═══ SELECTED EXCERPT ═══

As far as how to balance, my own practice is that of Stephen King's. First, I write with the door closed. Then I rewrite with the door open. In other words, the first draft of anything is my draft--its my way of figuring out what the story is and what I want to say. With my second draft, I'm very conscious of the reader, and try to put myself in his/her shoes. What do I want them to feel? What do I want them to think? Stuff like that. So yes, as you said, I just dump it all in then go back with a big scissors.
In the first essay, "the joy of writing", he talks about gusto in writing, "...animal vigor and intellectual vitality. Their hatreds and despairs were reported with a kind of love." The second essay, "Run Fast, Stand Still..." he says "In quickness is truth." The first lines of one of his poems, "What I Do Is Me..."
"What I do is me...For that I came.
What I do is me!
For that I came into the world!"
And from the Bible, "All things are turned to good purpose for those who love the Lord."
I believe that any person's most passionate experiences are the ones that have the most value, to change, create, destroy. For a writer (and I do think writers are born even if many of us never learn the craft) choosing not to use the passionate moments out of fear of - anything - rejection, misunderstanding, exposure, shame - anything- misses the mark of potential, the exquisite uniqueness of that experience combined with the readiness of that individual to express it. Even if it always stays behind closed doors, expressing it in written form is a useful development of craft. Passionate writing, honest writing, speaks to more people than carefully circumscribed writing that presents only a mask of 'should' which serves to condemn the reader who has experienced the reality, yet can't express it.
<g>
This is a lot of opinion, isn't it. <climbing off the soap box>
Hope it helps.
It sounds like you need to find a dark plot and/or character to utilize. As Robyn Hood suggested it would act like a role-playing game, or therapy to allow an outlet for these feelings without exposing loved ones to them. I think all of us use our writing as a wailing wall from time to time.
[This message has been edited by Scapegoat (edited August 28, 2004).]
Well, what's the problem with that if you ARE angry, bitter, and offputting? I don't mean that as insulting as it sounds. I'm just trying to say, if you are angry, why don't you want to come across as angry? Write what you want, put yourself into it as much as you can, or as much as you feel comfortable doing, and worry about what people will think about you later.
And find comfort in the fact that the judgements people make about a writer based on his work are rarely right.

═══

REQUIRED ACTION 1 >>
In the writing discussion, what approach to drafting is credited to Stephen King?
REQUIRED ACTION 2 >>
Write out everything in the writing discussion from "It sounds like" down to "about you later.", word for word.
Nothing in the records is needed here.

═══ SOURCE DATA ═══

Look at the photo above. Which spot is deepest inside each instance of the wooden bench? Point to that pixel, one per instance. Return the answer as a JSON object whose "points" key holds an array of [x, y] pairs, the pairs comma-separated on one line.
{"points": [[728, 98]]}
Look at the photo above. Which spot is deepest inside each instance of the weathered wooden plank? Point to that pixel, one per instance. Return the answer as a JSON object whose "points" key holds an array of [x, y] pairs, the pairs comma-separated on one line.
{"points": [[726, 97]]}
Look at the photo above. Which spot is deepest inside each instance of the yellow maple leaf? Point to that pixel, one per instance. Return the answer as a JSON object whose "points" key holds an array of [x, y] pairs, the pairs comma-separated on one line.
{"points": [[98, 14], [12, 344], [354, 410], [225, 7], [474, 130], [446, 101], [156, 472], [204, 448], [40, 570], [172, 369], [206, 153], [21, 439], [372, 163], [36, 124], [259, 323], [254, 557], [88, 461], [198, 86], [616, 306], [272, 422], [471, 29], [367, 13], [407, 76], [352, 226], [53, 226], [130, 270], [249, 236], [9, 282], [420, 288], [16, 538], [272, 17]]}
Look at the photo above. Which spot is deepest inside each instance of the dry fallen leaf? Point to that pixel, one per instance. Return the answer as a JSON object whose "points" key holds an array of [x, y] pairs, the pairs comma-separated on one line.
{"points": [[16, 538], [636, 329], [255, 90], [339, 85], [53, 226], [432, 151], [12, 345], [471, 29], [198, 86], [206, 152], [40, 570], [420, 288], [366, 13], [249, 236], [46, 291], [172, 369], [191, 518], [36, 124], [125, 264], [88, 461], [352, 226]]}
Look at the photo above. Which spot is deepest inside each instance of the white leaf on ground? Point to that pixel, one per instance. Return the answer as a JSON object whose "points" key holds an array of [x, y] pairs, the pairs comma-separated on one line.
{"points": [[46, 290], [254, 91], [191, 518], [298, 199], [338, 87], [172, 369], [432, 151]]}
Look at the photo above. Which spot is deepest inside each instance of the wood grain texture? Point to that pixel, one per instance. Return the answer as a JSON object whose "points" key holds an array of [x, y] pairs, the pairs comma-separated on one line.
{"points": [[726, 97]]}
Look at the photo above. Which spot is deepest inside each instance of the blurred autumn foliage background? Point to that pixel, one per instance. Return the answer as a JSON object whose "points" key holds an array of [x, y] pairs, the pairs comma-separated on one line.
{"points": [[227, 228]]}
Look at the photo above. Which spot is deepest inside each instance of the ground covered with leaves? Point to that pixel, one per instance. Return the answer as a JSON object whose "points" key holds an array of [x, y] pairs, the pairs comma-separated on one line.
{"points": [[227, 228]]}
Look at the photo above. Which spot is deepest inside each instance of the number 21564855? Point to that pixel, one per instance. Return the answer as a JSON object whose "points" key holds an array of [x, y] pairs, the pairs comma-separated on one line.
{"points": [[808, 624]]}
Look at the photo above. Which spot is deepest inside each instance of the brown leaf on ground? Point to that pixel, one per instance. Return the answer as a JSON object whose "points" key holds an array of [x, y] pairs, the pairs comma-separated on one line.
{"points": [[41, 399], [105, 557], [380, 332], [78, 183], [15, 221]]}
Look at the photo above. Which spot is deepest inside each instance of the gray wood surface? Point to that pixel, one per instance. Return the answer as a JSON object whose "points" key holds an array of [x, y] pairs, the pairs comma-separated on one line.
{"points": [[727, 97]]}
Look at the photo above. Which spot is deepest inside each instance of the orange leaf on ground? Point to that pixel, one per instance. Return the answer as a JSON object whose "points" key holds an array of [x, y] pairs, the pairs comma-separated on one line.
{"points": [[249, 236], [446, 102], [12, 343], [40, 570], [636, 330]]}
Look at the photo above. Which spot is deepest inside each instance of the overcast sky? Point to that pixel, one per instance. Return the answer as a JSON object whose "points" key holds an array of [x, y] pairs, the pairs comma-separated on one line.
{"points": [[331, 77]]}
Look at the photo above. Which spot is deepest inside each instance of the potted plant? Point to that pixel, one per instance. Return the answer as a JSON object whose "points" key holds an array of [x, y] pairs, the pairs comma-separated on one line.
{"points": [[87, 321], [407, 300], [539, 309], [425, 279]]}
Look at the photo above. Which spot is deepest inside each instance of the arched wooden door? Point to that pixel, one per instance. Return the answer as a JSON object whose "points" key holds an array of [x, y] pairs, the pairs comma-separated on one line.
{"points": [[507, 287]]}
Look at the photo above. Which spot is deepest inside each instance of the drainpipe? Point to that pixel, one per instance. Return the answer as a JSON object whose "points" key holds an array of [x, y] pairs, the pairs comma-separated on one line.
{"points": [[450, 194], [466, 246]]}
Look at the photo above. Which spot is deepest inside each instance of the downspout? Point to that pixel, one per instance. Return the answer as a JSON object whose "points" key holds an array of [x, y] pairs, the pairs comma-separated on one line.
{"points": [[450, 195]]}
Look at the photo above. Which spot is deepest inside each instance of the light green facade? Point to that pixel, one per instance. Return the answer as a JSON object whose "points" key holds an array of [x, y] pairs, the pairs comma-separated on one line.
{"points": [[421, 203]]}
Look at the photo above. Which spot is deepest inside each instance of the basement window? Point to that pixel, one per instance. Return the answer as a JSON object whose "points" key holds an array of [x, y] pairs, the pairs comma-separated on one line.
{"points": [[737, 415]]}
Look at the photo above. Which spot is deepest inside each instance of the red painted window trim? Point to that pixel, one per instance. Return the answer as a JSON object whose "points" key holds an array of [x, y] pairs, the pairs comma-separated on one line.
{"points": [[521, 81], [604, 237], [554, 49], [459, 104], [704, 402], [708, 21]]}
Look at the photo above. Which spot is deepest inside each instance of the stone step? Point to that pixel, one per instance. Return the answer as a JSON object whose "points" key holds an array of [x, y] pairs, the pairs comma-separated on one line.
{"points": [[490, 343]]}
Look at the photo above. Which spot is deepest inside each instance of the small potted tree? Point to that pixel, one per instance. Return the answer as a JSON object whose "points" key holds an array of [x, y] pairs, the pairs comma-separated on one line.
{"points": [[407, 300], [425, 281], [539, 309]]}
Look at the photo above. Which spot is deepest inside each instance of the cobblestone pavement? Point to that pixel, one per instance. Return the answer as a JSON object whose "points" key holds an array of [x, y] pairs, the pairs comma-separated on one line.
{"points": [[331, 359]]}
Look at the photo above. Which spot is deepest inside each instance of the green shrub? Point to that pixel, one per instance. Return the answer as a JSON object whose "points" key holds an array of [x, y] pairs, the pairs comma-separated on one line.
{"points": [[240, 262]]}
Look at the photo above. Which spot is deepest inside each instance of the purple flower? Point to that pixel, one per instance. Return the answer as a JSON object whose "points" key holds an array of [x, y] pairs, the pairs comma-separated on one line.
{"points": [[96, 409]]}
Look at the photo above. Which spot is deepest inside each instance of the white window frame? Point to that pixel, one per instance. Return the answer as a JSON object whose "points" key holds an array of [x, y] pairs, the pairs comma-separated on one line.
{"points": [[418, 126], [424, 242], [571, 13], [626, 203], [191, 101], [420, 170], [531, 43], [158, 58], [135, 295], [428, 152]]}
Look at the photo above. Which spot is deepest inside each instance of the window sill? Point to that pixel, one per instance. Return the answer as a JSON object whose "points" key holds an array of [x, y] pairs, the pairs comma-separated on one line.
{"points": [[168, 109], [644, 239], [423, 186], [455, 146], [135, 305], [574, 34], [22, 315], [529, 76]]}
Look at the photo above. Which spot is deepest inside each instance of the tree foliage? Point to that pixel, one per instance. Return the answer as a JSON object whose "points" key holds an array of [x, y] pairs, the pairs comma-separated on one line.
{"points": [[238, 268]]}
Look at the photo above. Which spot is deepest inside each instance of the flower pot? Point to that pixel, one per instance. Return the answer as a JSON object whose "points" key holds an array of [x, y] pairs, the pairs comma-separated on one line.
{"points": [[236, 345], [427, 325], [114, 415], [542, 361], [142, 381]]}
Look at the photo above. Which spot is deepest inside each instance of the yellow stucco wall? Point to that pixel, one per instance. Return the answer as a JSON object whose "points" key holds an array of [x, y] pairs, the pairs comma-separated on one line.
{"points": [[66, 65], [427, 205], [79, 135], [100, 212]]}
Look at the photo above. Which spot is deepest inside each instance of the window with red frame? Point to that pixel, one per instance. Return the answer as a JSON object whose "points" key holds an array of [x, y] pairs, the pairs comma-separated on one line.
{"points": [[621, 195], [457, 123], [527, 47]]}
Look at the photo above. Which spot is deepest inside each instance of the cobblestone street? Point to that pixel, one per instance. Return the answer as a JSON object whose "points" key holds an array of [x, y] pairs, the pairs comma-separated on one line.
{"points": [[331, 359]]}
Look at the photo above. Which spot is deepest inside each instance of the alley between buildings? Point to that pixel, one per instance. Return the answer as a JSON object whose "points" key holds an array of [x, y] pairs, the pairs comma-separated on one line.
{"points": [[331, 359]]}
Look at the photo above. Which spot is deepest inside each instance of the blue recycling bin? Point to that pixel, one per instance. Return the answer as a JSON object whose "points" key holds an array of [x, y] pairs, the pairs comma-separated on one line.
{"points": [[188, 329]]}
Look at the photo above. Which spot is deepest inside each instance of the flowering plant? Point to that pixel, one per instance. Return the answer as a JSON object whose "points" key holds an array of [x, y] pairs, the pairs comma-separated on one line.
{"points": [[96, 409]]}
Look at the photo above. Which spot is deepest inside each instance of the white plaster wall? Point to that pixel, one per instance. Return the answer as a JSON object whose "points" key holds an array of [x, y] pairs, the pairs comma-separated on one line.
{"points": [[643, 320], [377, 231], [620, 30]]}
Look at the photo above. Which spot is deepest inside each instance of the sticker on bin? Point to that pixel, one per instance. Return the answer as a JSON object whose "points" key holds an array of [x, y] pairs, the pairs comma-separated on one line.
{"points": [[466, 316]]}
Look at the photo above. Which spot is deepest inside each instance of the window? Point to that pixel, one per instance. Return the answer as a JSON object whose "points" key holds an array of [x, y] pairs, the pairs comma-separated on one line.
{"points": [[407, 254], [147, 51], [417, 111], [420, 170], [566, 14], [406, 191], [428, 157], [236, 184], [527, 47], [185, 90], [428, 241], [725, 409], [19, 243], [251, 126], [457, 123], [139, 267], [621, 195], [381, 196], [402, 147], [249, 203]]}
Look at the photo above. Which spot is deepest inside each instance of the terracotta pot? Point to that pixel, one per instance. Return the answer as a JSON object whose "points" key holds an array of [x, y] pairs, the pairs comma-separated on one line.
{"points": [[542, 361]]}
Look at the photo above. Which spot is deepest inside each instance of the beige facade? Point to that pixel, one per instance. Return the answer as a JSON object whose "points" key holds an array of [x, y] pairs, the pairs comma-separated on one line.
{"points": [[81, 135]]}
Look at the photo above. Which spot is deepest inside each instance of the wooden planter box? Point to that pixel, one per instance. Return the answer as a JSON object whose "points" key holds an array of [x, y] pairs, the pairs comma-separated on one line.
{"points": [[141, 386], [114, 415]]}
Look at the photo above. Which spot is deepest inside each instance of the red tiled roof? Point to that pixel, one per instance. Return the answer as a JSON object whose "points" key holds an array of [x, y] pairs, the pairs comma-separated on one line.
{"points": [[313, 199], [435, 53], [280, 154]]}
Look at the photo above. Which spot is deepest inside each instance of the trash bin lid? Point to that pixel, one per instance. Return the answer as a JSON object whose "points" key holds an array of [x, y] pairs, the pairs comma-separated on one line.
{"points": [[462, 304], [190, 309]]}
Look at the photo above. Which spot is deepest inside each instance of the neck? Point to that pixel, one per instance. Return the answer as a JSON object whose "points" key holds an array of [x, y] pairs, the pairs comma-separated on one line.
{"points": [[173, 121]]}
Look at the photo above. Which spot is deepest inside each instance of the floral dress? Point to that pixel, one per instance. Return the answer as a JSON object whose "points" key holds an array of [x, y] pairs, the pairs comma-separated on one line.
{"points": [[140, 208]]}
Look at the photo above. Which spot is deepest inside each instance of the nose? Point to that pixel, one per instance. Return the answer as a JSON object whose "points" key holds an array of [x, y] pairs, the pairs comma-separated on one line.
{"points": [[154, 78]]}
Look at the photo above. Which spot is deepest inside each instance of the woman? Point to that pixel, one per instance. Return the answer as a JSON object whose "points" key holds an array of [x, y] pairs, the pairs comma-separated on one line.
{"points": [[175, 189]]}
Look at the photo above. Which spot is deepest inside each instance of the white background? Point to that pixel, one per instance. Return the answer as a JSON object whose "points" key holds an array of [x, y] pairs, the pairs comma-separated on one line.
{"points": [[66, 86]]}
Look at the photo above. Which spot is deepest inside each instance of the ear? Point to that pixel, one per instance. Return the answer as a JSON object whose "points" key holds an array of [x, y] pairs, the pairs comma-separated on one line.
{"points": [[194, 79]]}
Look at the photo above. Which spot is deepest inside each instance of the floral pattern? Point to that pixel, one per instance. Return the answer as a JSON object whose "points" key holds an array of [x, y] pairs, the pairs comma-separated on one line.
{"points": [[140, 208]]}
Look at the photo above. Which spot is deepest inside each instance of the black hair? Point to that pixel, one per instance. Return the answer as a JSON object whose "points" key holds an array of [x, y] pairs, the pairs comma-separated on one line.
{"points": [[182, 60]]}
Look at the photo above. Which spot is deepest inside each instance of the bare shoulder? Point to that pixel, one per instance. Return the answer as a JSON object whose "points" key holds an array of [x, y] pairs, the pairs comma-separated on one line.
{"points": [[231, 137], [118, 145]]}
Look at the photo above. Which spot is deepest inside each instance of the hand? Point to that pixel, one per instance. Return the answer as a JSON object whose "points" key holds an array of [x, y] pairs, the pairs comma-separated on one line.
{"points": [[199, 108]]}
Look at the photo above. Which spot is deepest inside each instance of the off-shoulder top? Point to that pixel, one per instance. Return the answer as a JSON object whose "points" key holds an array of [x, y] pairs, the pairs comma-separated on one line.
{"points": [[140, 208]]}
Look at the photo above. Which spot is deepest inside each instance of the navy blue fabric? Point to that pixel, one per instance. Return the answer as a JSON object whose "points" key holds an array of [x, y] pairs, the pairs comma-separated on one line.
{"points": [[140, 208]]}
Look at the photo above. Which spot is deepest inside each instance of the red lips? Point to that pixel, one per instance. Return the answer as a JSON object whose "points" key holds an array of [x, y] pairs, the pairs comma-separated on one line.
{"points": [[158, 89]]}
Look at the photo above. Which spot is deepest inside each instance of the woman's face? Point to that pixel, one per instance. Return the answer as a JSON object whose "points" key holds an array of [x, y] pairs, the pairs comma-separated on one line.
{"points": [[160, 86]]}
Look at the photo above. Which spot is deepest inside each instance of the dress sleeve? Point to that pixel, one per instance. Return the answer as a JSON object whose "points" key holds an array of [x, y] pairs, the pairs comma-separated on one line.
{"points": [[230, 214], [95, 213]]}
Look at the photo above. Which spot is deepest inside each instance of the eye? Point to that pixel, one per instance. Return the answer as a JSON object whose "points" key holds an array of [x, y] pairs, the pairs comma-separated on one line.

═══

TASK RESULT 1 >>
Writing with the door closed first, then rewriting with the door open.

TASK RESULT 2 >>
It sounds like you need to find a dark plot and/or character to utilize. As Robyn Hood suggested it would act like a role-playing game, or therapy to allow an outlet for these feelings without exposing loved ones to them. I think all of us use our writing as a wailing wall from time to time.
[This message has been edited by Scapegoat (edited August 28, 2004).]
Well, what's the problem with that if you ARE angry, bitter, and offputting? I don't mean that as insulting as it sounds. I'm just trying to say, if you are angry, why don't you want to come across as angry? Write what you want, put yourself into it as much as you can, or as much as you feel comfortable doing, and worry about what people will think about you later.